**Request:** Find every line in the items that contains the word "floor" and copy each of those lines.

Collection entries
──────────────────────────────

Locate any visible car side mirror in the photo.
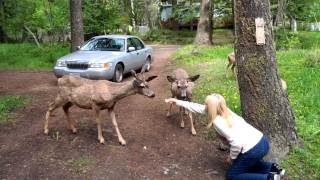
[128,46,136,52]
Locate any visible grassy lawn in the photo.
[173,32,320,179]
[138,29,232,45]
[0,96,27,124]
[0,43,69,70]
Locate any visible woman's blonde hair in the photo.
[205,93,232,128]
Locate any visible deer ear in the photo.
[146,76,158,82]
[130,70,137,78]
[167,76,175,82]
[188,74,200,82]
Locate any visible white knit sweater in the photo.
[176,100,263,159]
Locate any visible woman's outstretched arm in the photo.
[165,98,207,114]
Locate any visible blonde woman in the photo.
[165,94,285,180]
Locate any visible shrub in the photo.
[304,49,320,67]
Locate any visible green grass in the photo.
[0,43,69,70]
[0,96,26,124]
[137,29,233,45]
[173,32,320,179]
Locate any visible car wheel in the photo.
[112,64,123,82]
[142,57,151,72]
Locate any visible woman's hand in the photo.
[226,155,232,164]
[164,98,177,104]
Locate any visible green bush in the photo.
[275,28,302,50]
[0,96,26,123]
[305,49,320,67]
[173,41,320,179]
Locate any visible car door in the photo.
[132,38,147,68]
[127,38,139,70]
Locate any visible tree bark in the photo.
[235,0,298,161]
[0,0,7,42]
[195,0,212,45]
[290,16,298,33]
[70,0,84,52]
[144,0,152,29]
[130,0,136,29]
[274,0,287,26]
[23,25,41,48]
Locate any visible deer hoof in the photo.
[99,138,104,144]
[191,129,197,136]
[119,140,127,146]
[72,128,77,134]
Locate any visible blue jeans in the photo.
[227,136,272,180]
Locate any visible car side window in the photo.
[127,38,137,49]
[132,38,144,50]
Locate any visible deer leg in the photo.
[188,111,197,135]
[92,106,104,144]
[109,109,126,146]
[231,65,236,75]
[179,107,184,128]
[167,95,174,117]
[43,95,64,134]
[63,102,77,133]
[227,62,232,69]
[167,104,173,117]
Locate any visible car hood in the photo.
[59,51,124,62]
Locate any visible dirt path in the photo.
[0,46,227,180]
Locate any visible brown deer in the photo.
[167,68,200,135]
[44,70,157,145]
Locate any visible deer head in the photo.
[167,74,200,100]
[131,69,157,98]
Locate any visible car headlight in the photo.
[56,61,67,67]
[90,63,112,69]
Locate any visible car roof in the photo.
[93,34,137,39]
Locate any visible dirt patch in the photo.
[0,46,227,179]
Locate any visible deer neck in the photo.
[112,81,137,101]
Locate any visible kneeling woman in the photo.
[165,94,285,180]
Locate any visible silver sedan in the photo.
[53,35,152,82]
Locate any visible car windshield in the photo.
[80,38,125,51]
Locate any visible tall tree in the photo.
[235,0,297,161]
[195,0,213,45]
[70,0,84,51]
[274,0,287,26]
[144,0,152,29]
[0,0,6,42]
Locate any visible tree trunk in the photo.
[23,25,41,48]
[130,0,136,29]
[0,0,7,42]
[195,0,212,45]
[235,0,298,161]
[144,0,152,29]
[290,16,298,33]
[70,0,84,52]
[274,0,287,26]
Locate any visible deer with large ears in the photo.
[167,68,200,135]
[44,68,157,145]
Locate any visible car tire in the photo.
[112,64,123,82]
[142,57,151,72]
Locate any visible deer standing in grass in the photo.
[167,68,200,135]
[227,52,236,74]
[44,70,157,145]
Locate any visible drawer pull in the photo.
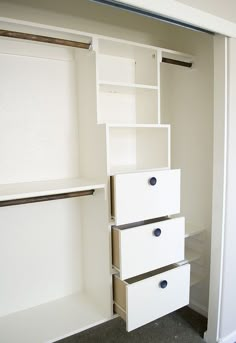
[160,280,168,288]
[149,177,157,186]
[153,229,161,237]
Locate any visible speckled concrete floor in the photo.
[58,307,207,343]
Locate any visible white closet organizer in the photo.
[0,26,206,343]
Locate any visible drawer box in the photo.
[114,264,190,331]
[112,217,185,280]
[111,169,180,225]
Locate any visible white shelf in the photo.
[0,179,105,201]
[106,123,170,130]
[185,223,205,238]
[110,165,170,176]
[177,248,201,266]
[0,294,108,343]
[98,81,158,93]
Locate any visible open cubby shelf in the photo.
[107,125,170,175]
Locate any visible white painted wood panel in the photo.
[0,198,83,320]
[114,218,184,280]
[126,264,190,331]
[0,293,109,343]
[113,170,180,225]
[107,124,170,175]
[114,264,190,331]
[0,38,79,183]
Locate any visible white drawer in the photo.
[112,217,185,280]
[111,169,180,225]
[114,264,190,331]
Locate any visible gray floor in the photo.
[58,307,207,343]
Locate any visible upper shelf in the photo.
[0,178,105,206]
[99,81,158,93]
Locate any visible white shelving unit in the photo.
[0,13,214,343]
[107,125,170,175]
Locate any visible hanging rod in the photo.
[0,30,91,49]
[0,189,95,207]
[162,57,193,68]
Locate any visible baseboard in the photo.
[188,301,208,318]
[218,331,236,343]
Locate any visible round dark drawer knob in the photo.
[160,280,168,288]
[149,177,157,186]
[153,229,161,237]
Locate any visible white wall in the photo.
[220,39,236,343]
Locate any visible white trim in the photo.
[188,301,208,318]
[218,331,236,343]
[116,0,236,38]
[205,35,228,343]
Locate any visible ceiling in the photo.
[175,0,236,23]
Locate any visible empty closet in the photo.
[0,1,227,343]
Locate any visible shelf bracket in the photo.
[0,189,95,207]
[162,57,193,68]
[0,30,91,50]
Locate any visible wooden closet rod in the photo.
[162,57,193,68]
[0,30,91,49]
[0,189,95,207]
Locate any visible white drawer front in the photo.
[113,218,185,280]
[112,170,180,225]
[115,264,190,331]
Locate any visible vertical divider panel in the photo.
[76,41,112,318]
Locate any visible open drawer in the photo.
[111,169,180,225]
[113,264,190,331]
[112,217,185,280]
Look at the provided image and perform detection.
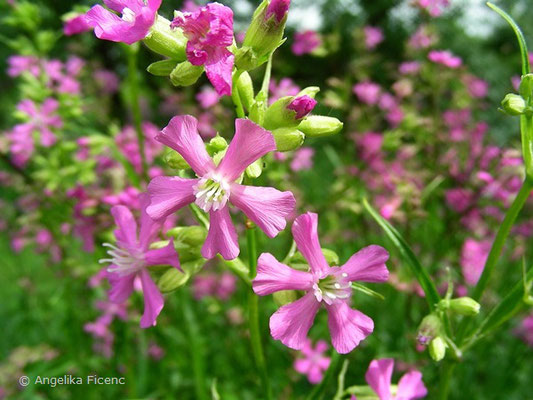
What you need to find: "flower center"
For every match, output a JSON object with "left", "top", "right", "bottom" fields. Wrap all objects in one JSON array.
[
  {"left": 99, "top": 243, "right": 145, "bottom": 276},
  {"left": 122, "top": 7, "right": 135, "bottom": 22},
  {"left": 313, "top": 273, "right": 352, "bottom": 304},
  {"left": 193, "top": 175, "right": 230, "bottom": 212}
]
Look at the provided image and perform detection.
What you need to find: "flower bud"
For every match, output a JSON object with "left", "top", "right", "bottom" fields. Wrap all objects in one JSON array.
[
  {"left": 519, "top": 74, "right": 533, "bottom": 99},
  {"left": 157, "top": 268, "right": 190, "bottom": 293},
  {"left": 272, "top": 128, "right": 305, "bottom": 151},
  {"left": 502, "top": 93, "right": 526, "bottom": 115},
  {"left": 450, "top": 297, "right": 480, "bottom": 316},
  {"left": 143, "top": 15, "right": 187, "bottom": 61},
  {"left": 429, "top": 336, "right": 448, "bottom": 361},
  {"left": 205, "top": 133, "right": 228, "bottom": 157},
  {"left": 235, "top": 0, "right": 290, "bottom": 70},
  {"left": 298, "top": 115, "right": 344, "bottom": 137},
  {"left": 170, "top": 61, "right": 204, "bottom": 86},
  {"left": 263, "top": 95, "right": 316, "bottom": 130},
  {"left": 164, "top": 148, "right": 191, "bottom": 169},
  {"left": 146, "top": 60, "right": 178, "bottom": 76}
]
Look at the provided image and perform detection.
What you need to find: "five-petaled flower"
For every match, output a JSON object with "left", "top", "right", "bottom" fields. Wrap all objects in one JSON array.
[
  {"left": 147, "top": 115, "right": 295, "bottom": 260},
  {"left": 253, "top": 213, "right": 389, "bottom": 354},
  {"left": 85, "top": 0, "right": 161, "bottom": 44},
  {"left": 171, "top": 3, "right": 234, "bottom": 96},
  {"left": 100, "top": 194, "right": 181, "bottom": 328}
]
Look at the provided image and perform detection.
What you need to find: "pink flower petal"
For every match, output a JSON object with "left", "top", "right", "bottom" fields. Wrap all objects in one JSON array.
[
  {"left": 202, "top": 207, "right": 239, "bottom": 260},
  {"left": 341, "top": 245, "right": 389, "bottom": 283},
  {"left": 111, "top": 206, "right": 137, "bottom": 247},
  {"left": 217, "top": 118, "right": 276, "bottom": 181},
  {"left": 146, "top": 176, "right": 198, "bottom": 219},
  {"left": 292, "top": 212, "right": 330, "bottom": 277},
  {"left": 326, "top": 301, "right": 374, "bottom": 354},
  {"left": 144, "top": 240, "right": 181, "bottom": 271},
  {"left": 155, "top": 115, "right": 215, "bottom": 176},
  {"left": 252, "top": 253, "right": 313, "bottom": 296},
  {"left": 230, "top": 184, "right": 296, "bottom": 238},
  {"left": 365, "top": 358, "right": 394, "bottom": 400},
  {"left": 270, "top": 292, "right": 320, "bottom": 350},
  {"left": 396, "top": 371, "right": 428, "bottom": 400},
  {"left": 141, "top": 269, "right": 165, "bottom": 328}
]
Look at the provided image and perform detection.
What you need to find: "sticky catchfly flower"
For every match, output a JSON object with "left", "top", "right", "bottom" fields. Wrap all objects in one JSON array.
[
  {"left": 365, "top": 358, "right": 427, "bottom": 400},
  {"left": 253, "top": 213, "right": 389, "bottom": 353},
  {"left": 100, "top": 194, "right": 181, "bottom": 328},
  {"left": 85, "top": 0, "right": 161, "bottom": 44},
  {"left": 171, "top": 3, "right": 234, "bottom": 96},
  {"left": 147, "top": 115, "right": 295, "bottom": 260}
]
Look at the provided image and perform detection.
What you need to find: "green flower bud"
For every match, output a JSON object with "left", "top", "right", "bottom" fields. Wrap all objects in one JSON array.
[
  {"left": 205, "top": 133, "right": 228, "bottom": 157},
  {"left": 429, "top": 336, "right": 448, "bottom": 361},
  {"left": 502, "top": 93, "right": 526, "bottom": 116},
  {"left": 298, "top": 115, "right": 344, "bottom": 137},
  {"left": 143, "top": 15, "right": 187, "bottom": 61},
  {"left": 519, "top": 74, "right": 533, "bottom": 99},
  {"left": 237, "top": 71, "right": 254, "bottom": 110},
  {"left": 450, "top": 297, "right": 480, "bottom": 316},
  {"left": 272, "top": 128, "right": 305, "bottom": 151},
  {"left": 157, "top": 268, "right": 190, "bottom": 293},
  {"left": 164, "top": 148, "right": 191, "bottom": 169},
  {"left": 170, "top": 61, "right": 204, "bottom": 86},
  {"left": 146, "top": 60, "right": 178, "bottom": 76}
]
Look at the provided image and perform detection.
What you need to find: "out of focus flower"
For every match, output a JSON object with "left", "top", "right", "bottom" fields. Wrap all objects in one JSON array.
[
  {"left": 147, "top": 115, "right": 295, "bottom": 260},
  {"left": 171, "top": 3, "right": 234, "bottom": 96},
  {"left": 252, "top": 213, "right": 389, "bottom": 354},
  {"left": 86, "top": 0, "right": 161, "bottom": 44},
  {"left": 293, "top": 339, "right": 331, "bottom": 385},
  {"left": 428, "top": 50, "right": 463, "bottom": 69},
  {"left": 291, "top": 31, "right": 322, "bottom": 56},
  {"left": 363, "top": 26, "right": 384, "bottom": 50},
  {"left": 365, "top": 358, "right": 427, "bottom": 400}
]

──────────────────────────────

**Expected answer:**
Locate any visible speckled concrete floor in the photo.
Locate any visible gray floor in the photo.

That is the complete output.